→ AANGELEVERDE TEKST
* * *
Hoofdstuk 1 (terreinverkenning) Flashcards
Welke vier functies heeft het recht?
Normatief (vastgelegde gedragsregels)
Geschiloplossend (tegen eigenrichting)
Additioneel (voor waar geen afspraken zijn gemaakt)
Intstrumenteel (bijvoorbeeld rechts rijden)
Welke vier rechtsbronnen kent het Nederlands recht?
De wet (gemaakt door wetgever) Het verdrag (overeenkomsten en afspraken) Jurisprudentie/rechtspraak. (Een rechter/college die een uitspraak heeft gedaan) De gewoonte (morele verplichting naar vaste gedragslijn)
Wat is een wet in formele zin?
Een product van de nationale wetgever (regering en staten-generaal samen)
Wat is een wet in materiële zin?
Iedere regeling die bepaald is voor een onbepaald aantal en niet bij name genoemde personen
Wat is het materieel recht?
Inhoudelijk recht; geboden en verboden, rechten en plichten.
* * *
(Fragment uit dataset)
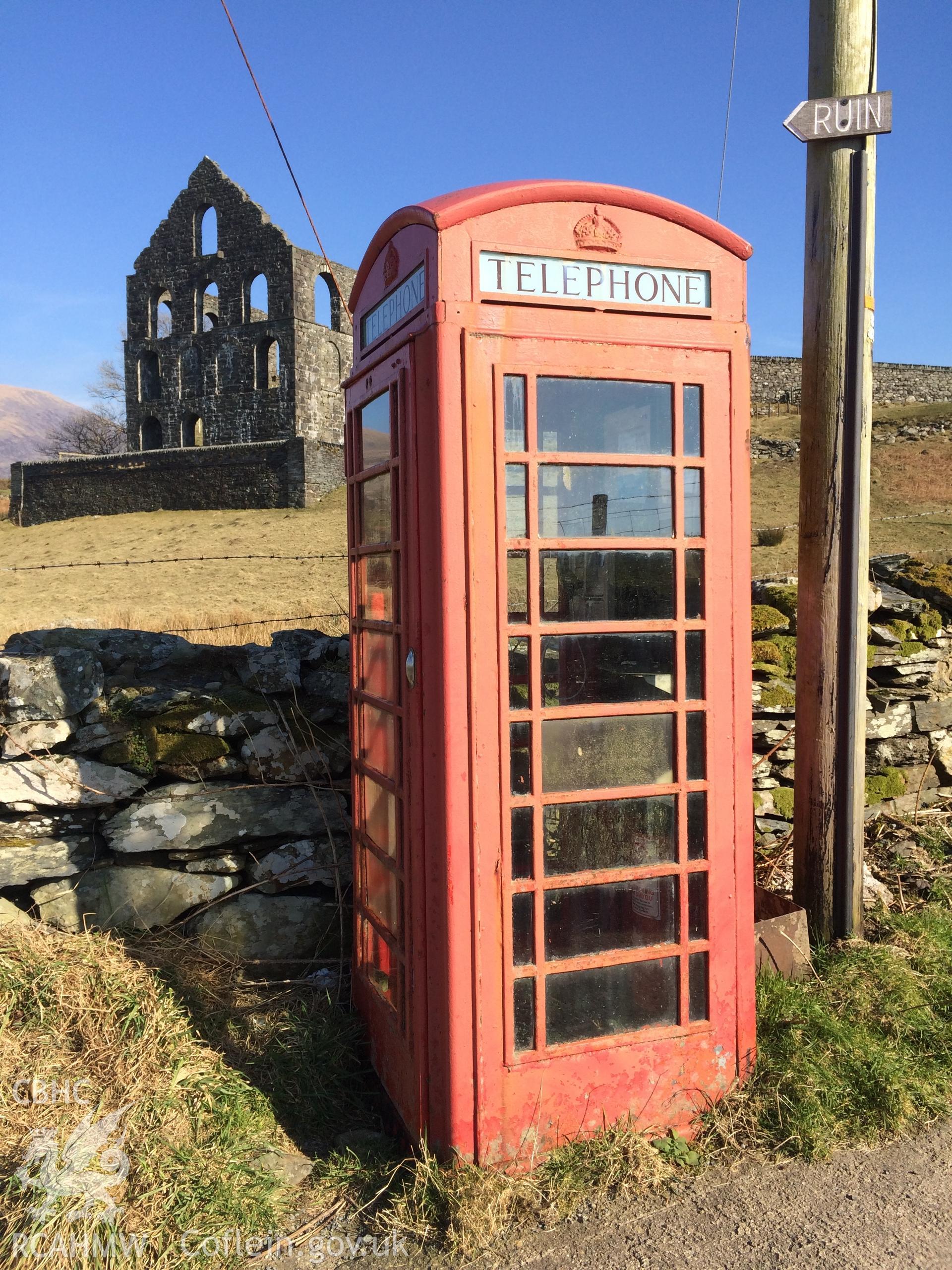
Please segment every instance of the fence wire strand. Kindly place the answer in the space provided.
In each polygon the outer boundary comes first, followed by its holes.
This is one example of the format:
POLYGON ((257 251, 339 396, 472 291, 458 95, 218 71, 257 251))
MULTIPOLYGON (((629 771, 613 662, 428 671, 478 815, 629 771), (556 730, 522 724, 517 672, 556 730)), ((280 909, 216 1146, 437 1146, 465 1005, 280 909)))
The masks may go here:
* * *
→ DOEL OEFENING
Schrijf de flashcards over het recht verder, te beginnen na de kaart "Wat is het materieel recht?".

→ HET ANTWOORD
Wat is het formeel recht?
De processen en regelningen met betrekking tot de uitvoering van materieel recht (burgerlijk procesrecht, strafrechtprocesrecht)
Waaraan herken je dwingend recht?
Sleutelwoorden “moeten” of “nietigheid” of “openbare orde”
Waaraan herken je aanvullend recht?
Sleutelwoorden als “kunnen”
Wat is objectief recht?
Het geldende recht uit de rechtsbronnen.
Wat is subjectief recht?
Een recht dat een individueel natuurlijk- of rechtspersoon bezit omdat het objectieve recht dit niet met zoveel woorden bevat.
Civielrecht wordt ook wel (…..)recht genoemd.
Privaatrecht
Wat is het privaatrecht?
Recht tussen burgers/bedrijven onderling.
Wat is publiekrecht?
Recht tussen burgers/bedrijven en de overheid.
Welke vier vormen van privaatrecht bestaan er?
- Personen- en familierecht
- Ondernemingsrecht
- Vermogensrecht
- Burgerlijk procesrecht
Welke drie vormen van publiekrecht zijn er?
- Het straf(proces)recht (OM heeft vervolgingsmonopolie)
- het staatsrecht (inrichting van staatsbestel in de invloed van de burger daarop)
- Het bestuurs(proces)recht (de mogelijkheden van de overheid om regulerend op te treden)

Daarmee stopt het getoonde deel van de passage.